Exercise prompt: Repeat all of the material that follows, line for line and without changes, but leave out the pictures.

Record extracts:
================================
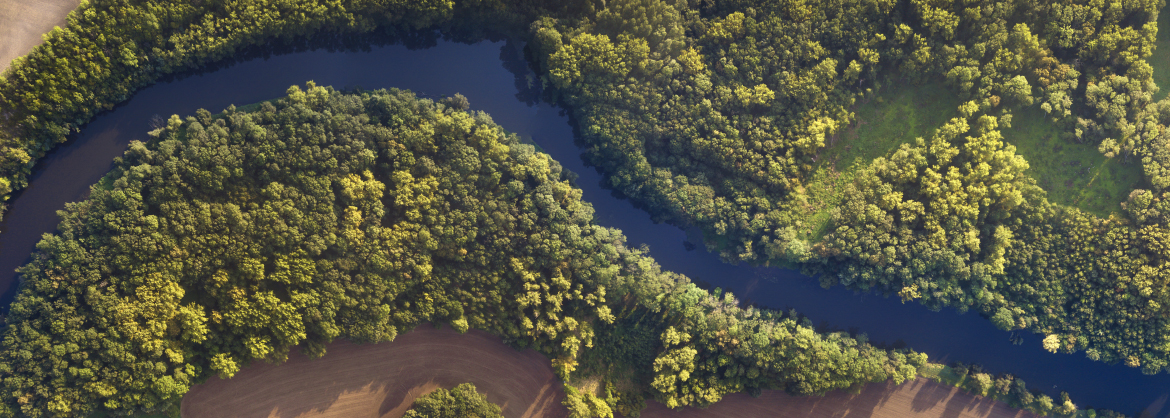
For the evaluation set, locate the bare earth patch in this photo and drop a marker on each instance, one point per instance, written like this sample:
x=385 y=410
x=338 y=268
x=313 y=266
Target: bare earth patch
x=23 y=21
x=383 y=379
x=917 y=398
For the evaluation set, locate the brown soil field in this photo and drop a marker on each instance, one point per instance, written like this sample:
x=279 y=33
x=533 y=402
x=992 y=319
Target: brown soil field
x=383 y=379
x=23 y=21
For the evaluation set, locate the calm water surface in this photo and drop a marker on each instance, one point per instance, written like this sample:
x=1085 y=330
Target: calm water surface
x=476 y=72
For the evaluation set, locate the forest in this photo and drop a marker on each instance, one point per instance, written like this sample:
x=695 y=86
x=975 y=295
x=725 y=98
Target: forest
x=234 y=238
x=714 y=115
x=708 y=114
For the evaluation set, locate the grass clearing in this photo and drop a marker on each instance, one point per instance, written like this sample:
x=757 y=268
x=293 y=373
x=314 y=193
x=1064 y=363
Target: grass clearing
x=895 y=116
x=1161 y=57
x=1073 y=175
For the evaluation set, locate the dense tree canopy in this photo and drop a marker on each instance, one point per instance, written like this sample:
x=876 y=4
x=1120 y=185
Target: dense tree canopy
x=714 y=115
x=234 y=238
x=459 y=402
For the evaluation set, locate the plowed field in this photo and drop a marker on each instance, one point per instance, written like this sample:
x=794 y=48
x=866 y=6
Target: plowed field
x=367 y=381
x=357 y=381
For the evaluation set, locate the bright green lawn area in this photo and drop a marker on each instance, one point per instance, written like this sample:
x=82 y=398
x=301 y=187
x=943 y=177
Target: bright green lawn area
x=1161 y=59
x=1073 y=175
x=894 y=116
x=890 y=118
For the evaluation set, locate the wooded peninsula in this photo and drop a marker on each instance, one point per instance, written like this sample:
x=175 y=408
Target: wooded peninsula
x=359 y=214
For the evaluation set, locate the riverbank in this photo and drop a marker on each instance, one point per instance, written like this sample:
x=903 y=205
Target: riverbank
x=383 y=379
x=919 y=398
x=23 y=21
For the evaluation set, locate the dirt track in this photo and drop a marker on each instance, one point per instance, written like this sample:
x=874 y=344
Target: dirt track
x=382 y=381
x=23 y=21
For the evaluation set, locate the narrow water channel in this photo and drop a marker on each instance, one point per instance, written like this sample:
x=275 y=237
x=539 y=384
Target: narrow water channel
x=476 y=72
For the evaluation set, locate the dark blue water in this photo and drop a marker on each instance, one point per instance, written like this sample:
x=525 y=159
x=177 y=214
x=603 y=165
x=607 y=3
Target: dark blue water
x=477 y=73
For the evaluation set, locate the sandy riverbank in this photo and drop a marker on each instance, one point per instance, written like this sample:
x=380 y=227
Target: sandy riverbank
x=23 y=21
x=383 y=379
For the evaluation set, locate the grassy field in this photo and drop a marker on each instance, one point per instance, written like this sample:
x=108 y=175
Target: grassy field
x=1073 y=175
x=893 y=117
x=1161 y=59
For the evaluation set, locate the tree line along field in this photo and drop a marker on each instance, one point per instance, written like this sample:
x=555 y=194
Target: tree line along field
x=713 y=115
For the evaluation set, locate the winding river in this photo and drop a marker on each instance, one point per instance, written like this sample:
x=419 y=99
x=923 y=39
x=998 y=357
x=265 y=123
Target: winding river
x=475 y=70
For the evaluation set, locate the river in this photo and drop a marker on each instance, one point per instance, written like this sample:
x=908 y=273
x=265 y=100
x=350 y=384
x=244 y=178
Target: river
x=476 y=72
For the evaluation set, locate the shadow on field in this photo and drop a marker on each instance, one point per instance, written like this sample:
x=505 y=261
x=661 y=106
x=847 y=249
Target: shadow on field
x=384 y=379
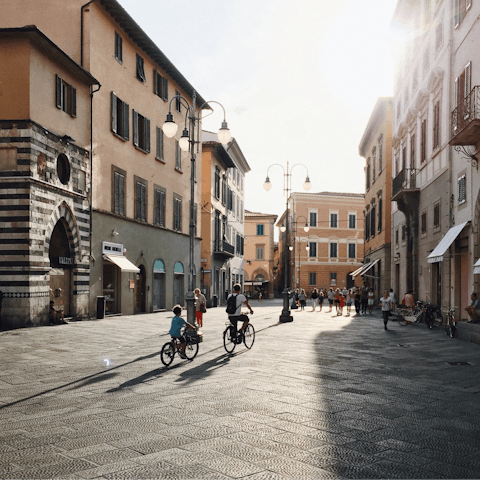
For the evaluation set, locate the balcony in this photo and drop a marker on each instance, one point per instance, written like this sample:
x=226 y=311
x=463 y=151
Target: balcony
x=404 y=186
x=223 y=249
x=466 y=120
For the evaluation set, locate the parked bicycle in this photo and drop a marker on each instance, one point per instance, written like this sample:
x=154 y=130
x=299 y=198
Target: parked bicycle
x=173 y=346
x=233 y=337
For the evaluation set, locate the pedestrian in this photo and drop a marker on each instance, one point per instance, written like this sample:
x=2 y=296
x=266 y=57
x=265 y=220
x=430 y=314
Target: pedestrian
x=386 y=307
x=357 y=297
x=392 y=298
x=302 y=299
x=314 y=298
x=371 y=300
x=331 y=296
x=200 y=306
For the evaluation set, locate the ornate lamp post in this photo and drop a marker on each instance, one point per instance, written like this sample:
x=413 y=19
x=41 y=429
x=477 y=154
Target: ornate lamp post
x=190 y=142
x=287 y=174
================================
Expected output:
For the evaluation set, locate the bare earth patch in this photo and drop a marker on each instance, one point per instance, written like this sample:
x=385 y=410
x=338 y=268
x=313 y=266
Target: bare earth patch
x=23 y=21
x=383 y=379
x=917 y=398
For the evaluation set, locate the brown soil field in this photo and drop a marker on each instance, one point per instance, written like this sample:
x=279 y=33
x=533 y=402
x=992 y=319
Target: brown soil field
x=383 y=379
x=23 y=21
For the evaluation set, locate the calm water surface in this photo and drop a marker on each instance, one point per instance, written like this sample:
x=1085 y=330
Target: calm water surface
x=476 y=72
For the evaluation set, locate the forest in this photo and drop a marker on each instance, one point per instance, written like this sample:
x=695 y=86
x=975 y=295
x=725 y=98
Target: forest
x=234 y=238
x=714 y=115
x=708 y=114
For the evaluation set, locate the grass clearing in this photo and drop a marker on each instance, one point per instance, written like this sample:
x=757 y=268
x=293 y=373
x=314 y=193
x=1064 y=363
Target: grass clearing
x=895 y=116
x=1161 y=57
x=1073 y=175
For the evaluation set, locate the dense tree canopy in this photo and drop a marker on each instance, one point per instance, written like this sample:
x=876 y=4
x=1120 y=185
Target: dense tree canopy
x=714 y=115
x=234 y=238
x=459 y=402
For the evaluation set, locate the plowed field in this photo and drop a marker on each instance, one point per instance, written like this sample:
x=794 y=48
x=866 y=6
Target: plowed field
x=367 y=381
x=357 y=381
For the evaluation set, locate the bright green lawn area in this photo and drop a marker on each instance, one point per instance, written like this sample:
x=82 y=398
x=301 y=187
x=943 y=177
Target: bright green lawn area
x=1161 y=59
x=1073 y=175
x=894 y=116
x=890 y=118
For the evaluation set, locate the wooded peninsula in this photo and drop a marker on each instance, one point per instance, written like this sample:
x=175 y=408
Target: wooded peninsula
x=359 y=214
For the evaluation set, locate the riverbank in this photo and drop a marker on each instance, one point per instance, written like this sample:
x=903 y=205
Target: riverbank
x=383 y=379
x=919 y=398
x=23 y=21
For the evaluation set, locate the dirt track in this photo and drop a marker on each instance, one point per instance, written like this sample:
x=874 y=344
Target: dirt track
x=382 y=381
x=23 y=21
For the evaluation set, locate the narrow water channel in this photo and drop a marker on each instance, one point per instance, written like this sample:
x=275 y=237
x=539 y=384
Target: narrow water channel
x=476 y=72
For the evaluation set, locate the dark blue water in this photo and drop a marker on each instance, one point per instance, written like this sample:
x=525 y=159
x=177 y=214
x=603 y=165
x=607 y=3
Target: dark blue water
x=477 y=73
For the evaluation set, locate the sandy riverbank in this photo and drop a marker on each instance, one point per instance, written like this sample:
x=380 y=227
Target: sandy riverbank
x=23 y=21
x=383 y=379
For the evaluation set, locate the grassy field in this photo and drop a marker on each instance, one point per instance, written like this sample:
x=108 y=175
Target: grassy field
x=1073 y=175
x=893 y=117
x=1161 y=59
For the evaluation set, locate the tree line along field in this photo and drop a marker on each instance, one point per instance, written like this sample:
x=555 y=194
Target: tree line along field
x=713 y=115
For the evaluation set, locate the winding river in this photo and drop a marker on each instance, one point per instance, written like this sample:
x=419 y=99
x=923 y=39
x=998 y=357
x=265 y=123
Target: winding river
x=475 y=70
For the evaluation set, locate the river in this photo and drop a marker on each instance, one point per instance, written like this sample:
x=908 y=273
x=265 y=100
x=350 y=384
x=244 y=178
Target: river
x=476 y=72
For the evaluation set, locate the shadow on field in this photo and drop a marker on each instance, one point per instance, written like this sample:
x=505 y=261
x=661 y=106
x=847 y=249
Target: shadow on field
x=384 y=379
For the evaluation set, locate the balcony in this photo and drop a marker on each instance, one point per instance, written like this sample:
x=226 y=311
x=463 y=151
Target: balcony
x=404 y=186
x=223 y=249
x=466 y=120
For the evaluation set, locate the parked bicycle in this photo and drop a marker on each instance, one point per instance, written like this sample:
x=154 y=130
x=299 y=198
Target: parked bicycle
x=173 y=346
x=233 y=337
For the evaluation set, locate the pedestrian in this photo and drop a marker on each instance, one point per instance, written like this sample:
x=2 y=296
x=266 y=57
x=265 y=220
x=430 y=314
Target: pedestrian
x=386 y=307
x=357 y=297
x=392 y=298
x=302 y=299
x=314 y=298
x=371 y=300
x=331 y=296
x=200 y=306
For the evaluation set, locate the ornate lamp post in this photo and drop a marker on each instance, one point per instance, written like this sample:
x=413 y=19
x=41 y=429
x=477 y=154
Target: ornate lamp post
x=190 y=142
x=287 y=174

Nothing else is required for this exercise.